What is expected >> For the data that follows, report how many lines include the string "black", and write the number alone.
----------
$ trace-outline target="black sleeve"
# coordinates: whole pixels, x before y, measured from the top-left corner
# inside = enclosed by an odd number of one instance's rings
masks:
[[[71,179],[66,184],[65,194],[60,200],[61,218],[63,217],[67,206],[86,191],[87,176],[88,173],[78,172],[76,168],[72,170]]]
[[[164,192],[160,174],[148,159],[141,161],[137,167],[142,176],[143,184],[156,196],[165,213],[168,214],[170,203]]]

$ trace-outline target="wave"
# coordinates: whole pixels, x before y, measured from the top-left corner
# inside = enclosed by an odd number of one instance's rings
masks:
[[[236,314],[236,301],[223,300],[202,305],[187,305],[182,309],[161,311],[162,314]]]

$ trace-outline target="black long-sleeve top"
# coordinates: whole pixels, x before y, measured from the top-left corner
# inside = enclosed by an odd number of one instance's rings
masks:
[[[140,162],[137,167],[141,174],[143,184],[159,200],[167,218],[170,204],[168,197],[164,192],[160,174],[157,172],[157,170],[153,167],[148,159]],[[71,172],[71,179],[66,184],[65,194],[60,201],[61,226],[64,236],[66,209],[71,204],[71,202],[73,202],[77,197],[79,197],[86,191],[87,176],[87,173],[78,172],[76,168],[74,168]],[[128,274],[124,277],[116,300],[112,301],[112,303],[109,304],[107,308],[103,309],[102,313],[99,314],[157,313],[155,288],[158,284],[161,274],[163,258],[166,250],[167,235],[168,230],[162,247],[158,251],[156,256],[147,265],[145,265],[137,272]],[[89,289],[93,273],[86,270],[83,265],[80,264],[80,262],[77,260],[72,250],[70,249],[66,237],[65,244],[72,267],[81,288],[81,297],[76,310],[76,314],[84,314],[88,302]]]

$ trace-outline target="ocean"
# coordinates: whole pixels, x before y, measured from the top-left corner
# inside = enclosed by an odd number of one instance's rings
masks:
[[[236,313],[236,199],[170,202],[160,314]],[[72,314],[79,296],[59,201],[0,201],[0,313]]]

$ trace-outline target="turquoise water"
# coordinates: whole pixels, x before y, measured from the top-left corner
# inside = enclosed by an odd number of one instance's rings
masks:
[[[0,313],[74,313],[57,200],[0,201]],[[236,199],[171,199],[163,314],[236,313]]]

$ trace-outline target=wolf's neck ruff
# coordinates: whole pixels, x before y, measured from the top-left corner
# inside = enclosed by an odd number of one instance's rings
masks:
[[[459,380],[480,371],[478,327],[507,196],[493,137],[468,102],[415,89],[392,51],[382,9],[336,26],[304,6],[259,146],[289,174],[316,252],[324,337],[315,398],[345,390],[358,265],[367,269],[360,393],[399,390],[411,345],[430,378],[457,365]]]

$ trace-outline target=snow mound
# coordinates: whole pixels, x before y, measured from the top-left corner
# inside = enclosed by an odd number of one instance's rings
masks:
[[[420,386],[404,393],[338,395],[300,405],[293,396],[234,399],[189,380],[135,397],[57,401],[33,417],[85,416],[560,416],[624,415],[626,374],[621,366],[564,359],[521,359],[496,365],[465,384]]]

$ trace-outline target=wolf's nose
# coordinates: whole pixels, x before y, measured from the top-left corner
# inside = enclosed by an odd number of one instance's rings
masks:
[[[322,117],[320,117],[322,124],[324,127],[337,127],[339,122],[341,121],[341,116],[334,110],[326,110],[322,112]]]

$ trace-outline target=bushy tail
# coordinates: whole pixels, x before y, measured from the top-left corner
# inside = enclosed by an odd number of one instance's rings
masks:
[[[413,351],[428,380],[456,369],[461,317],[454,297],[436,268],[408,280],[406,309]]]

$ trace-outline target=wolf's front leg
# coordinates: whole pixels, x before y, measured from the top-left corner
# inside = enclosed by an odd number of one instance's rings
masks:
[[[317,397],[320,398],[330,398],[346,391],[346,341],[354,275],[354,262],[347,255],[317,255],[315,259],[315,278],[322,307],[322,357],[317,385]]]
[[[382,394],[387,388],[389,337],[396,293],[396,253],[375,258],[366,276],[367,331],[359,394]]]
----------
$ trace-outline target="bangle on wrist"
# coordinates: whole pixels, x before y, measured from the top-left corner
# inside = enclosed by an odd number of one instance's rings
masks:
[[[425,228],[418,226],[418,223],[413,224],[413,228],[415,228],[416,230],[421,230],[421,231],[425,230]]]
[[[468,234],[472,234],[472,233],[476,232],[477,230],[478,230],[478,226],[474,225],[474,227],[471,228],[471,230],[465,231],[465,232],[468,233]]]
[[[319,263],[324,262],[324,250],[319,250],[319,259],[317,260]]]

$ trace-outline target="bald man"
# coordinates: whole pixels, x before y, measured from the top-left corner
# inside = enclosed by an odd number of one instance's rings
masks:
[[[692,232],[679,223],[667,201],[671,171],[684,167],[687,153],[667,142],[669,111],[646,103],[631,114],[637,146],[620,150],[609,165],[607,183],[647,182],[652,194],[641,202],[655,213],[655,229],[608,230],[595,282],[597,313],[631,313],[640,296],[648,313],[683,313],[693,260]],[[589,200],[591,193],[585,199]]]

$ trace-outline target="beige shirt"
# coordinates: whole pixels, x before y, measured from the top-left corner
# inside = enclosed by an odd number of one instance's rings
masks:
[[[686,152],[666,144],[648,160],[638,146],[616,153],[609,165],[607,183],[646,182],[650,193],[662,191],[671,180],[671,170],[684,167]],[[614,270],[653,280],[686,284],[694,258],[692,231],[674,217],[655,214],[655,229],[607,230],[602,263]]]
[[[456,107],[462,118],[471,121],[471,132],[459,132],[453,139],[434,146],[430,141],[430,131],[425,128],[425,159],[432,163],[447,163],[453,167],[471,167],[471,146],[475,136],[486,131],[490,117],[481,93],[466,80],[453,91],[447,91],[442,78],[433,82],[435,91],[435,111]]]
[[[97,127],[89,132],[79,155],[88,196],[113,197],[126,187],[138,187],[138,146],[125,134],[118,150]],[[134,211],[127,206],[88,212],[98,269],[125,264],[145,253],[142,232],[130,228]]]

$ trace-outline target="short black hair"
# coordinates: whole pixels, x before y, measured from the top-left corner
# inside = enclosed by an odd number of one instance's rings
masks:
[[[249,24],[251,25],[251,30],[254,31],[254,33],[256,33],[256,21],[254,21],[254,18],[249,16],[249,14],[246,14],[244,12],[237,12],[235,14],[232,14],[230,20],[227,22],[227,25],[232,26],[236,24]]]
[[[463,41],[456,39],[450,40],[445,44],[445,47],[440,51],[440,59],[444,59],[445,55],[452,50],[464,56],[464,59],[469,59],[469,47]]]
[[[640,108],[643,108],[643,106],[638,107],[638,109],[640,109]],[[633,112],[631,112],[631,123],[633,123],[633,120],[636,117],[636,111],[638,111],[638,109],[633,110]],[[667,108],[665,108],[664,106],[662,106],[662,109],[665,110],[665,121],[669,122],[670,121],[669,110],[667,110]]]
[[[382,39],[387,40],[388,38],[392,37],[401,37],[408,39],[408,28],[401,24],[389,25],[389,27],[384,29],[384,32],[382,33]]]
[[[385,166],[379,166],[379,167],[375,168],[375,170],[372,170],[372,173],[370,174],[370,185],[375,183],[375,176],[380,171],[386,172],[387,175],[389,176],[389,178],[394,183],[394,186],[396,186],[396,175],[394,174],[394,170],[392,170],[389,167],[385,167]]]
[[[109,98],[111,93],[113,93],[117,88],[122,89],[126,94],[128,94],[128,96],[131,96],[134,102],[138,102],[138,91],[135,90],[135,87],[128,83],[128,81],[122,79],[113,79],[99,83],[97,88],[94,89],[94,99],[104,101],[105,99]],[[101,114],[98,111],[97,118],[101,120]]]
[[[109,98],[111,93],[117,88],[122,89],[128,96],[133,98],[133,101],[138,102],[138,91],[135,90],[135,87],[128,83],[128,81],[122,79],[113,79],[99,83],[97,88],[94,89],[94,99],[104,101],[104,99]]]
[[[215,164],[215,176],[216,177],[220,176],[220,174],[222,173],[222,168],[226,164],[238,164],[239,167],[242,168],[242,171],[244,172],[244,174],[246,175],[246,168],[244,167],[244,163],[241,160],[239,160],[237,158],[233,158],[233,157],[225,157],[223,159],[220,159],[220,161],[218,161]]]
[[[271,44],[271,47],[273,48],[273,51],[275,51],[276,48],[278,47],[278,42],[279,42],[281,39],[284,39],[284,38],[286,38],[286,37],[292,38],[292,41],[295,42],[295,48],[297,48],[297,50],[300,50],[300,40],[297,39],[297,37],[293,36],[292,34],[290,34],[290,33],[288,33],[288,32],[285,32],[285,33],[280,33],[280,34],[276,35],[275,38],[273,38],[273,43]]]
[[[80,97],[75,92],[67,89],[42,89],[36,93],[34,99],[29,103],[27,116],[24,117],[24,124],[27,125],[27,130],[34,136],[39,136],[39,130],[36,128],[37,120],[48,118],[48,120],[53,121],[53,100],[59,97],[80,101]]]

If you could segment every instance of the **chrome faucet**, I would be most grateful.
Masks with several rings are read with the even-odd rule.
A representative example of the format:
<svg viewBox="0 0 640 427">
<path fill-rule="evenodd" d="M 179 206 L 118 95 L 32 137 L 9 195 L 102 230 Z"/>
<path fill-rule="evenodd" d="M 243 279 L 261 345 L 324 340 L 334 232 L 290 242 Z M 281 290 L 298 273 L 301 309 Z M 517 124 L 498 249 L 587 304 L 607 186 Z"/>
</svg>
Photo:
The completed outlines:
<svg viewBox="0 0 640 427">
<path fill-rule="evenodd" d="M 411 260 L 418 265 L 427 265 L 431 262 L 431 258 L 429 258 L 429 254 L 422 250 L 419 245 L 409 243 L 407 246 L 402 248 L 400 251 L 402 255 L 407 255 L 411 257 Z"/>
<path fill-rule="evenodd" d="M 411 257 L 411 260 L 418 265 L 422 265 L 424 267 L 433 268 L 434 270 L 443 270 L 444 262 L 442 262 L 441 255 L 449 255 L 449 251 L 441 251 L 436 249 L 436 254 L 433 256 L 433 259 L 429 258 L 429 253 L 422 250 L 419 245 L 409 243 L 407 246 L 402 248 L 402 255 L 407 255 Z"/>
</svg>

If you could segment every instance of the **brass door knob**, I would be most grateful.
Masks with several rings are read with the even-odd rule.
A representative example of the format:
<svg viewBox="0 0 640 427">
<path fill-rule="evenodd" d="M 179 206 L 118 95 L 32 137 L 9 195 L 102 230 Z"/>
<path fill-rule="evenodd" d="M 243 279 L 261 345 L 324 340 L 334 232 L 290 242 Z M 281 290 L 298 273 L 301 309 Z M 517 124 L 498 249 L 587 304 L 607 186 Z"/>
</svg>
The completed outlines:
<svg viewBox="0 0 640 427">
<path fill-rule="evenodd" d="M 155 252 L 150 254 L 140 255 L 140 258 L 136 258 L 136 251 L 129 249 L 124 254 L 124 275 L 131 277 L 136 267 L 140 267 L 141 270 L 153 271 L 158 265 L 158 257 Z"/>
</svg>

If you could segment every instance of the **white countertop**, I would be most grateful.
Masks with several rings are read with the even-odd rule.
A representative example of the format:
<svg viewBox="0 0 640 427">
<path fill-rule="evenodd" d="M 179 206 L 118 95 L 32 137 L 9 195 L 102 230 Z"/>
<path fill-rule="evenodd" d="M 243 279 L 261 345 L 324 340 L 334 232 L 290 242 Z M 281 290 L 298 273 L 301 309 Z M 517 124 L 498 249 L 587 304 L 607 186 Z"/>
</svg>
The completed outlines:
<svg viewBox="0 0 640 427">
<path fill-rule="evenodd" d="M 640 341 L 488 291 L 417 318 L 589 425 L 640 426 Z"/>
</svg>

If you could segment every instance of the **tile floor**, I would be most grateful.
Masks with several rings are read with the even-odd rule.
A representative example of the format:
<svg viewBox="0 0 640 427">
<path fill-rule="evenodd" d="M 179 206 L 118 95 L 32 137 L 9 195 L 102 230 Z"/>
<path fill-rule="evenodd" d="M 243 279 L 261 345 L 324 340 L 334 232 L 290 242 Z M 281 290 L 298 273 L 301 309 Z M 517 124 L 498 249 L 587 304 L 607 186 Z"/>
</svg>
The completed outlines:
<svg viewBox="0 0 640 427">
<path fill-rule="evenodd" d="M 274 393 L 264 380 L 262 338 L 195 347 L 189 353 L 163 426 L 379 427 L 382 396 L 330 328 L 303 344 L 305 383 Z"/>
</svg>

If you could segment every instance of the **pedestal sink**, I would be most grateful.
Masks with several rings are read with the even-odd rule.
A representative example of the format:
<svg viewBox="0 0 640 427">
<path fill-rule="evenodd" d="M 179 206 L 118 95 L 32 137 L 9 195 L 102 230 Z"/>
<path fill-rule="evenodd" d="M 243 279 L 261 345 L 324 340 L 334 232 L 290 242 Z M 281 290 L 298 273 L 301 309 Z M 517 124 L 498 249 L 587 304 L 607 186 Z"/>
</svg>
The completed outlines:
----------
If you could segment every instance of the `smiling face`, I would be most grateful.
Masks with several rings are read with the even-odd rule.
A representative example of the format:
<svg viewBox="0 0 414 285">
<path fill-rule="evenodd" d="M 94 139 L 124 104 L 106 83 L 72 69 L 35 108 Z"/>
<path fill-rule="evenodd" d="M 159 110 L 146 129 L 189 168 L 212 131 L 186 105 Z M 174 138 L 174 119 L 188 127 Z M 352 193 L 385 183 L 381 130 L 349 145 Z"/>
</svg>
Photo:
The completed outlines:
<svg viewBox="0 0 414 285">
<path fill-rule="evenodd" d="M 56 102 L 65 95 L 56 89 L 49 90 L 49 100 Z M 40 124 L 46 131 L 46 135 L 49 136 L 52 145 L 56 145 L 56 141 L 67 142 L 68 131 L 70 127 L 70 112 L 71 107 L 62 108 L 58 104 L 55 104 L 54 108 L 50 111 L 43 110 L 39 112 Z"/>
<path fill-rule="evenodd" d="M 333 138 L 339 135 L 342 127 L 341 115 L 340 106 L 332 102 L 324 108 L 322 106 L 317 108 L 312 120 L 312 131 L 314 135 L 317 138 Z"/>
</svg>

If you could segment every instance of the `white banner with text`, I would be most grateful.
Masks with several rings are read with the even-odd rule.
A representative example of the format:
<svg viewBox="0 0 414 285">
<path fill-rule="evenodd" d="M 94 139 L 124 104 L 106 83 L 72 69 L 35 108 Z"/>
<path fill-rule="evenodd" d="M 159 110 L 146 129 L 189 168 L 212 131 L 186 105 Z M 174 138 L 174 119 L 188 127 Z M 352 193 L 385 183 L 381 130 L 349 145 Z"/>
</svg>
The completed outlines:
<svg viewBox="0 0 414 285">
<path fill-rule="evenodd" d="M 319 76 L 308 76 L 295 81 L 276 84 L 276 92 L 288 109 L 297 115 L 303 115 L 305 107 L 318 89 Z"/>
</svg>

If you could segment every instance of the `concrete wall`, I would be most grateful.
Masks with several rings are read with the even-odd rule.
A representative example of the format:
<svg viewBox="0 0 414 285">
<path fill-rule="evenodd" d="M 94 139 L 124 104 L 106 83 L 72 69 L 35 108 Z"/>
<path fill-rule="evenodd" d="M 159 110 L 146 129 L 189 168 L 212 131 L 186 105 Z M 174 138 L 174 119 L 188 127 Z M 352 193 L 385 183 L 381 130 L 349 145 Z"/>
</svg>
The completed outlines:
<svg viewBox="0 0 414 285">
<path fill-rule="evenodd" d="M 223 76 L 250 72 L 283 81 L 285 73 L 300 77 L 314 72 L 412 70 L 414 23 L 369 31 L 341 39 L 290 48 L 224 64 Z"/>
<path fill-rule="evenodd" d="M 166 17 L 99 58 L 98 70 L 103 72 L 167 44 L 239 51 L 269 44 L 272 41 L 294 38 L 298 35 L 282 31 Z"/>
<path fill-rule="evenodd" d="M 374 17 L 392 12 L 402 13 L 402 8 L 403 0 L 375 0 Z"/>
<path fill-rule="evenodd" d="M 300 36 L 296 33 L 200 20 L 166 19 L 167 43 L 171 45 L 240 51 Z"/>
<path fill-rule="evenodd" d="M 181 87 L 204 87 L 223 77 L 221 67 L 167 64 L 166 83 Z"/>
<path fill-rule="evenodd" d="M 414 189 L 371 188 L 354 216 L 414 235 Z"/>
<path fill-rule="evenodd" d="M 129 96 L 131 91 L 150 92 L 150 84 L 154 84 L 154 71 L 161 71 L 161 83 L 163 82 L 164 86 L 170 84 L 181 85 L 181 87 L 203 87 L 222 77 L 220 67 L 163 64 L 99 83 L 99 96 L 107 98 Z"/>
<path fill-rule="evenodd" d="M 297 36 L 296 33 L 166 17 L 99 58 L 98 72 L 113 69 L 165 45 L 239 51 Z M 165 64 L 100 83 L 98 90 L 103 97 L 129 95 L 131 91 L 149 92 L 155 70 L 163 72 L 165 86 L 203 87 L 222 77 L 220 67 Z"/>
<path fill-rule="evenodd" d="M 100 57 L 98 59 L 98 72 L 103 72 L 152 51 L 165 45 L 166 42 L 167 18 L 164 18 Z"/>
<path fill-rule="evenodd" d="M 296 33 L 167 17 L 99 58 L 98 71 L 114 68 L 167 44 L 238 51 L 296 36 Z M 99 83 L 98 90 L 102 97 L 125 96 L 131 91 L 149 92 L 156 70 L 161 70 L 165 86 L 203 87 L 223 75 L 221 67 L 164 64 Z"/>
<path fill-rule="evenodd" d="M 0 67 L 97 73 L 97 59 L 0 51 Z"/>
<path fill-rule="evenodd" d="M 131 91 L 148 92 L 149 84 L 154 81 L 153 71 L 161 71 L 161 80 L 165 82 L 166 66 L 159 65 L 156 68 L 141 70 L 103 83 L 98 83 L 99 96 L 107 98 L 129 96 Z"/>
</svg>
----------
Reply >> 3